*** Block opens ***

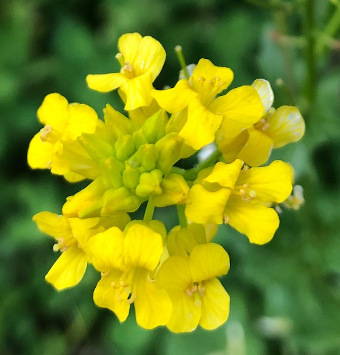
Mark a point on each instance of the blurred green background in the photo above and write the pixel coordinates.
(285, 296)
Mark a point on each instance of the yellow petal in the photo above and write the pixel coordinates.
(175, 99)
(128, 45)
(256, 221)
(265, 92)
(143, 247)
(242, 104)
(84, 229)
(56, 226)
(138, 91)
(186, 313)
(225, 174)
(54, 112)
(215, 305)
(107, 294)
(174, 191)
(152, 305)
(208, 261)
(271, 183)
(257, 149)
(82, 119)
(68, 270)
(73, 177)
(106, 249)
(150, 57)
(201, 125)
(39, 155)
(105, 82)
(87, 202)
(174, 274)
(286, 125)
(206, 207)
(230, 146)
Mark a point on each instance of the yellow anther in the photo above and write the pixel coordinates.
(252, 193)
(128, 70)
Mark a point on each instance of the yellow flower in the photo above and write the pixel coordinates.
(203, 113)
(64, 123)
(127, 262)
(197, 295)
(182, 240)
(141, 59)
(275, 129)
(241, 198)
(72, 235)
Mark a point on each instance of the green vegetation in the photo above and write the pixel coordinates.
(285, 296)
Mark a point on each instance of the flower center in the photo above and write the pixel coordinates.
(196, 290)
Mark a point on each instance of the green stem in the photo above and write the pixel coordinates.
(181, 216)
(181, 59)
(310, 85)
(191, 174)
(149, 210)
(288, 63)
(329, 31)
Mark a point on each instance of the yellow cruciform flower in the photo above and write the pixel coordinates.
(197, 295)
(142, 59)
(227, 194)
(204, 113)
(72, 235)
(275, 129)
(127, 265)
(64, 123)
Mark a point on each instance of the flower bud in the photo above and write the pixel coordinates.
(124, 147)
(174, 191)
(149, 184)
(169, 148)
(147, 156)
(131, 177)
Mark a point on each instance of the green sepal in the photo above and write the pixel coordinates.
(124, 147)
(119, 200)
(97, 148)
(170, 149)
(149, 184)
(154, 127)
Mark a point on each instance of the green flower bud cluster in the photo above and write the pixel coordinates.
(135, 163)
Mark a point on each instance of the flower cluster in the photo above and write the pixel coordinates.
(171, 278)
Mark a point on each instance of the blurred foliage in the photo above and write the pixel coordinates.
(285, 296)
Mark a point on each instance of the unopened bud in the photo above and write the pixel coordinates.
(170, 148)
(124, 147)
(149, 184)
(154, 127)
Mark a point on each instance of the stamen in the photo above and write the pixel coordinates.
(44, 132)
(201, 289)
(226, 219)
(120, 58)
(245, 168)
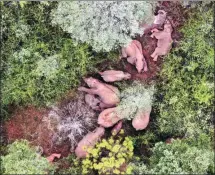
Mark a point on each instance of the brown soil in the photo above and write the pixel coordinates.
(27, 123)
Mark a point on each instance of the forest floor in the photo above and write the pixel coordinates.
(28, 122)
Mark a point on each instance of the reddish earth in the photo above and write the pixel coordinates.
(27, 123)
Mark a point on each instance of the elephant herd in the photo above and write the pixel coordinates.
(104, 97)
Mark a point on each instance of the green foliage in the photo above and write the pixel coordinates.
(187, 78)
(104, 25)
(134, 98)
(180, 157)
(40, 62)
(74, 165)
(22, 159)
(109, 156)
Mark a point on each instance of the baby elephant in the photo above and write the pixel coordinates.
(89, 141)
(159, 20)
(108, 117)
(108, 95)
(93, 102)
(134, 55)
(114, 75)
(164, 43)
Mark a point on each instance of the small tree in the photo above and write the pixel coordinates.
(103, 24)
(134, 98)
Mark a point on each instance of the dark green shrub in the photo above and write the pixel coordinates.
(40, 61)
(22, 159)
(187, 78)
(186, 156)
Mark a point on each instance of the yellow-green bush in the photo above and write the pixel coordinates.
(109, 156)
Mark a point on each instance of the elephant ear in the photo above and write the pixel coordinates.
(53, 156)
(141, 120)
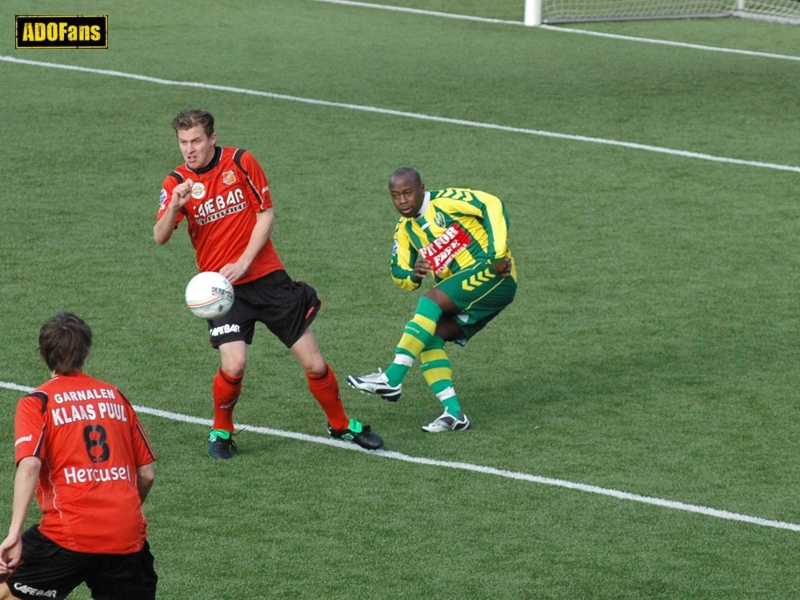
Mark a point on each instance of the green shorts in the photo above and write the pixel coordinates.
(480, 294)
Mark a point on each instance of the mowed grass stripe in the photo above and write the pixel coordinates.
(410, 115)
(582, 487)
(613, 36)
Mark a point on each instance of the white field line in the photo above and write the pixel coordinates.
(627, 38)
(582, 487)
(408, 115)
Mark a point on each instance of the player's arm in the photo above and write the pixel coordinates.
(407, 272)
(24, 488)
(265, 222)
(165, 226)
(145, 477)
(495, 221)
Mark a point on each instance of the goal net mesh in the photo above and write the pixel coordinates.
(563, 11)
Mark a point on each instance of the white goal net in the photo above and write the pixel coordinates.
(565, 11)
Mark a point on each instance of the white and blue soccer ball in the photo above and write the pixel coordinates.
(209, 295)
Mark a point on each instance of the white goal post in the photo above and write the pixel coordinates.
(538, 12)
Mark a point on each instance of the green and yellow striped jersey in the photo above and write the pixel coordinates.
(482, 216)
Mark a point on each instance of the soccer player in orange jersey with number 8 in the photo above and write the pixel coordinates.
(224, 196)
(80, 447)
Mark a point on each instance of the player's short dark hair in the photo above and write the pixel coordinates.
(192, 117)
(406, 171)
(64, 343)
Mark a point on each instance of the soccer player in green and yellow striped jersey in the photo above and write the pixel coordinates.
(460, 237)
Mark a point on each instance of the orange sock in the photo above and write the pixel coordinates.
(226, 394)
(325, 389)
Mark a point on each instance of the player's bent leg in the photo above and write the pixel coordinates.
(324, 386)
(417, 333)
(226, 389)
(436, 369)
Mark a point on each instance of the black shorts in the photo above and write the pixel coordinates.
(286, 307)
(49, 571)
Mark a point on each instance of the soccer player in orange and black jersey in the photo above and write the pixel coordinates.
(223, 195)
(81, 449)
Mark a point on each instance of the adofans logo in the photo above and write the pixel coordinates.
(63, 31)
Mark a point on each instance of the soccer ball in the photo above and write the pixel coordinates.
(209, 295)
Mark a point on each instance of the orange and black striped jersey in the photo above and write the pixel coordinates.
(221, 214)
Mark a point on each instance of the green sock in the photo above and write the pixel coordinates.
(418, 332)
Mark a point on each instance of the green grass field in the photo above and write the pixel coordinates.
(652, 348)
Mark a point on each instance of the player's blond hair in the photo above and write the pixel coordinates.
(191, 118)
(64, 343)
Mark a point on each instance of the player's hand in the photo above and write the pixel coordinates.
(233, 271)
(502, 267)
(422, 268)
(181, 193)
(10, 553)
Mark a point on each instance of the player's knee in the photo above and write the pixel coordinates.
(234, 367)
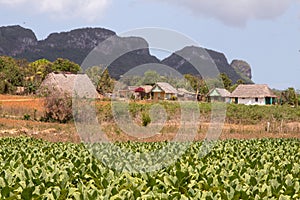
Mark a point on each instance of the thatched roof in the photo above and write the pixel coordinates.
(78, 84)
(221, 92)
(252, 91)
(166, 87)
(147, 88)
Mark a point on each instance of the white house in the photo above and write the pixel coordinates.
(253, 94)
(219, 95)
(67, 83)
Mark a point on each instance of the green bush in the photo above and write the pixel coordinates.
(145, 119)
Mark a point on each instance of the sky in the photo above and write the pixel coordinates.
(264, 33)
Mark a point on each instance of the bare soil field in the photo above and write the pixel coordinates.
(12, 124)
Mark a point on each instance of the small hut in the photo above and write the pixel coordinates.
(143, 92)
(67, 83)
(162, 91)
(253, 94)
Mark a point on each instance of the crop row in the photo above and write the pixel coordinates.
(234, 169)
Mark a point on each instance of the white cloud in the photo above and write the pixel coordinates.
(235, 12)
(85, 9)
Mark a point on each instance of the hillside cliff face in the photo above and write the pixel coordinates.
(14, 40)
(76, 45)
(181, 61)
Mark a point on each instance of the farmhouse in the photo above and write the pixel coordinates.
(67, 83)
(162, 90)
(253, 94)
(183, 94)
(219, 95)
(143, 92)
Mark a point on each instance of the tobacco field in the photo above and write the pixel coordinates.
(234, 169)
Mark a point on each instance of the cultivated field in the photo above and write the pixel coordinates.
(234, 169)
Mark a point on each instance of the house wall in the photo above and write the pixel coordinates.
(251, 101)
(158, 95)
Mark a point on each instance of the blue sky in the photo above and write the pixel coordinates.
(265, 33)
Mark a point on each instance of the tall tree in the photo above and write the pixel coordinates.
(290, 97)
(11, 75)
(65, 65)
(226, 81)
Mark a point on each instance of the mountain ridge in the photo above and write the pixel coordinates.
(76, 45)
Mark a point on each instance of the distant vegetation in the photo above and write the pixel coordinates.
(21, 73)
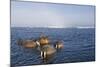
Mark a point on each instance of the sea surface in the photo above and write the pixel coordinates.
(79, 45)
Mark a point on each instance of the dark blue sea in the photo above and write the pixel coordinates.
(79, 45)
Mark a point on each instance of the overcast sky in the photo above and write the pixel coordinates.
(32, 14)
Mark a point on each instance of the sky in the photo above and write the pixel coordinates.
(35, 14)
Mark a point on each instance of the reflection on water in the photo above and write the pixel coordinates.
(79, 46)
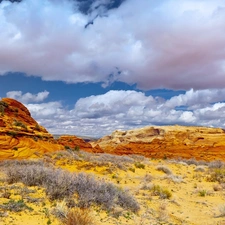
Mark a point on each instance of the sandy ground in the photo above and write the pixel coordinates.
(193, 200)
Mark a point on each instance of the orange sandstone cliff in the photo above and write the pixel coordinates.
(22, 137)
(76, 143)
(201, 143)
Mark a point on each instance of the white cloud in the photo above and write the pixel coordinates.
(170, 44)
(102, 114)
(27, 97)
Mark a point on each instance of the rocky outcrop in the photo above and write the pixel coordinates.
(22, 137)
(201, 143)
(76, 143)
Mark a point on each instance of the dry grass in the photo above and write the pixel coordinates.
(77, 216)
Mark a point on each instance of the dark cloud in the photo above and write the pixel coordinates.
(154, 44)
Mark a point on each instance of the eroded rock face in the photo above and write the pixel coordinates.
(20, 135)
(167, 142)
(76, 143)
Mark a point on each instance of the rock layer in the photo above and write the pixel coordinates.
(201, 143)
(76, 143)
(22, 137)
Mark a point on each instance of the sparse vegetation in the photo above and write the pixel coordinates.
(163, 193)
(15, 206)
(12, 134)
(164, 169)
(162, 198)
(139, 165)
(77, 216)
(59, 183)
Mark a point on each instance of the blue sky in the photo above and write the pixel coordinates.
(91, 67)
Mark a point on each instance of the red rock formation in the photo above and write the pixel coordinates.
(77, 143)
(168, 142)
(22, 137)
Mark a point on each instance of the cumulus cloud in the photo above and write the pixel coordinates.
(27, 97)
(102, 114)
(156, 44)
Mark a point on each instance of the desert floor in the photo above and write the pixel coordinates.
(167, 191)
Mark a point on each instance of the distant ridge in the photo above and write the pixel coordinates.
(202, 143)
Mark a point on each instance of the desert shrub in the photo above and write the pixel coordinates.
(127, 201)
(121, 162)
(217, 175)
(77, 216)
(163, 193)
(162, 212)
(3, 105)
(76, 148)
(191, 161)
(132, 169)
(15, 206)
(202, 193)
(164, 169)
(222, 211)
(60, 210)
(175, 178)
(12, 134)
(217, 187)
(200, 169)
(60, 184)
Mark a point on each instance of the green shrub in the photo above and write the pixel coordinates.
(139, 165)
(202, 193)
(164, 169)
(12, 134)
(77, 148)
(16, 206)
(163, 193)
(60, 184)
(67, 147)
(217, 175)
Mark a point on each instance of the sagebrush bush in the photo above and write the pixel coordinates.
(164, 169)
(163, 193)
(59, 184)
(217, 175)
(78, 216)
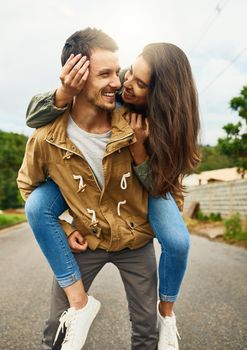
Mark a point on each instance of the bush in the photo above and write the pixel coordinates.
(11, 219)
(233, 229)
(215, 217)
(200, 216)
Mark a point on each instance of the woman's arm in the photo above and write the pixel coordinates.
(46, 107)
(42, 110)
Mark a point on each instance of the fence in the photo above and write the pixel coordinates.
(226, 198)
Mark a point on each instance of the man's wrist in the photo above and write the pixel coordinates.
(61, 98)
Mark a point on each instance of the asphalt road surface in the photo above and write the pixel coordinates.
(211, 312)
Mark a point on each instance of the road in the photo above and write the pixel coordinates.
(211, 312)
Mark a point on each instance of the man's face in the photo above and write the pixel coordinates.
(103, 80)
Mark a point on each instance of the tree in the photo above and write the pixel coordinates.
(11, 155)
(213, 159)
(234, 144)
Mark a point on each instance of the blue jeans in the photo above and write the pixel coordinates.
(43, 207)
(173, 236)
(46, 203)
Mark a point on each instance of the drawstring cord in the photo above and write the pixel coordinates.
(119, 205)
(93, 219)
(82, 186)
(123, 183)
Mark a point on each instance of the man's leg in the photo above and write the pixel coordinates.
(139, 274)
(90, 263)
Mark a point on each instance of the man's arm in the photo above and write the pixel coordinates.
(46, 107)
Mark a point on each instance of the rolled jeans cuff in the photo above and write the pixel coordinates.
(169, 298)
(69, 280)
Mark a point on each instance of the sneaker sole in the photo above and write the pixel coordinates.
(94, 311)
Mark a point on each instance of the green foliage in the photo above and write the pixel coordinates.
(212, 159)
(211, 217)
(11, 219)
(233, 229)
(201, 216)
(234, 145)
(215, 217)
(11, 155)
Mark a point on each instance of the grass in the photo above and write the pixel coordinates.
(11, 219)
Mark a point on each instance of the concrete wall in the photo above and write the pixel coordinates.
(226, 198)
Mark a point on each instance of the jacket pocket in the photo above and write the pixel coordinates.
(140, 229)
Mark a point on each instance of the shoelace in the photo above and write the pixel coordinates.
(65, 320)
(169, 336)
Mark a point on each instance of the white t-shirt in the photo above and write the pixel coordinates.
(92, 146)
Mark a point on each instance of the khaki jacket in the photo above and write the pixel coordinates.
(113, 218)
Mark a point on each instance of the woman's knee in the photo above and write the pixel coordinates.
(45, 199)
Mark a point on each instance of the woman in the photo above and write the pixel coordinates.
(159, 86)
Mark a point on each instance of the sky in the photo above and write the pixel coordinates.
(212, 33)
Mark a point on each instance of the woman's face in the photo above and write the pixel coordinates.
(136, 84)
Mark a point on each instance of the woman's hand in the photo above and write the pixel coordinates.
(77, 242)
(140, 127)
(73, 78)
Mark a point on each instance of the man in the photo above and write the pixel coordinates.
(117, 230)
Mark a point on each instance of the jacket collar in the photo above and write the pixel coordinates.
(122, 133)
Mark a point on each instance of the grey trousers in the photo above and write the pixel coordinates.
(139, 275)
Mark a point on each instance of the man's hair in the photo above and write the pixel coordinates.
(84, 41)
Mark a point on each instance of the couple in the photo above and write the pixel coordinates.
(101, 162)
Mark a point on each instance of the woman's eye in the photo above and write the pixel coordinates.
(140, 85)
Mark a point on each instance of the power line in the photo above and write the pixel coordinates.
(212, 18)
(223, 71)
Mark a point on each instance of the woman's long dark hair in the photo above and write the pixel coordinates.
(173, 116)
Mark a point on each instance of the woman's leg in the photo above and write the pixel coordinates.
(43, 207)
(173, 236)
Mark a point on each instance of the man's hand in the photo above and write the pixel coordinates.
(73, 77)
(141, 130)
(77, 242)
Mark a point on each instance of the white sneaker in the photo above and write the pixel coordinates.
(168, 333)
(77, 323)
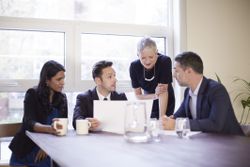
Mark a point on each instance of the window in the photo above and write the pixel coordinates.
(23, 52)
(76, 33)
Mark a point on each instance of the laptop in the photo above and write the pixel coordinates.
(111, 114)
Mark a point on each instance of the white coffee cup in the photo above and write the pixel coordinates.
(82, 126)
(64, 123)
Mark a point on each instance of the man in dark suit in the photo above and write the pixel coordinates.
(206, 102)
(105, 79)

*** Block closes ***

→ **The task**
A faithful copy is needed of the lines from the one containing "Mark a point on each instance of the couple" through the last line of the data above, with pictures left out.

→ **Response area**
Mark a point on each instance of the couple in the photo above and write the pixel coordinates.
(101, 162)
Mark a point on each instance of the woman's eye in the photo above and write the pixel coordinates.
(140, 85)
Mark a point on each instance of the power line in the photo above and write the pixel coordinates.
(212, 18)
(223, 71)
Mark a point on each instance of the woman's long dark hair in the photo above and write the pixel coordinates.
(173, 116)
Mark a point on each instance of the woman's leg in the photo above and write the pixel coordinates.
(43, 207)
(173, 236)
Mark a point on each instance of the man's hand in the photo above and write the pixel coordinates.
(73, 77)
(141, 130)
(77, 242)
Mark a point on each instance of the white sneaker in the photo above and write the pixel coordinates.
(168, 333)
(77, 323)
Mark a point on each instance of the window in the photo above and write the pixel coordinates.
(23, 52)
(76, 33)
Mark a point on each instance of the laptop in the photo above and write the pixel coordinates.
(111, 114)
Mark a point on each instance of the white coffee cup in the photo above and write the pixel coordinates.
(82, 126)
(64, 123)
Mark a point on each instance of the man in dark suit in the photo above and write the pixel coordinates.
(206, 102)
(105, 79)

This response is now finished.